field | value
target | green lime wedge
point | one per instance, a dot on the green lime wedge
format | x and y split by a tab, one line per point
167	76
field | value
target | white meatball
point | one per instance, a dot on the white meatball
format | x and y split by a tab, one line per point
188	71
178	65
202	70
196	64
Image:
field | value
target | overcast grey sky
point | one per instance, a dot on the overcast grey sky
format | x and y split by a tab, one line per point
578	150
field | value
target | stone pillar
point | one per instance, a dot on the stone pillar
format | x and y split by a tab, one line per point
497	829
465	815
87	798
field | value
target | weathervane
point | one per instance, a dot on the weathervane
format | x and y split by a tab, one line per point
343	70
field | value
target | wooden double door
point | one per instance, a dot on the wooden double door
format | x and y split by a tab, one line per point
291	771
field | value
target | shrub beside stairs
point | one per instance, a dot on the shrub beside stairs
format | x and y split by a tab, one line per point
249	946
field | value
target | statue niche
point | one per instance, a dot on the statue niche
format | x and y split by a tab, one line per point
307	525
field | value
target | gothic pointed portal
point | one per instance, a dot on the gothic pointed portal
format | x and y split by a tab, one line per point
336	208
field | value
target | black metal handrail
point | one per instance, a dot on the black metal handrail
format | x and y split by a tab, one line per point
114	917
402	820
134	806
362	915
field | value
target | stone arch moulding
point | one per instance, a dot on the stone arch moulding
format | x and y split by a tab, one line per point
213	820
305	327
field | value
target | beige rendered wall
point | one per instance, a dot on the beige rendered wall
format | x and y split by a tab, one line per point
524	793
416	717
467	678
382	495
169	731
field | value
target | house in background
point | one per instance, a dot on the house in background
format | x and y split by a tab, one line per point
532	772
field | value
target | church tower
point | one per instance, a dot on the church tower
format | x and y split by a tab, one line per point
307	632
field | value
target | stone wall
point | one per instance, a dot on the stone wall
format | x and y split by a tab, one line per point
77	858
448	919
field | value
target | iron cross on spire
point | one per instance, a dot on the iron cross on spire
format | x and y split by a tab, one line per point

■ ■ ■

Only a number is expected: how many lines of the data include the string "wall".

4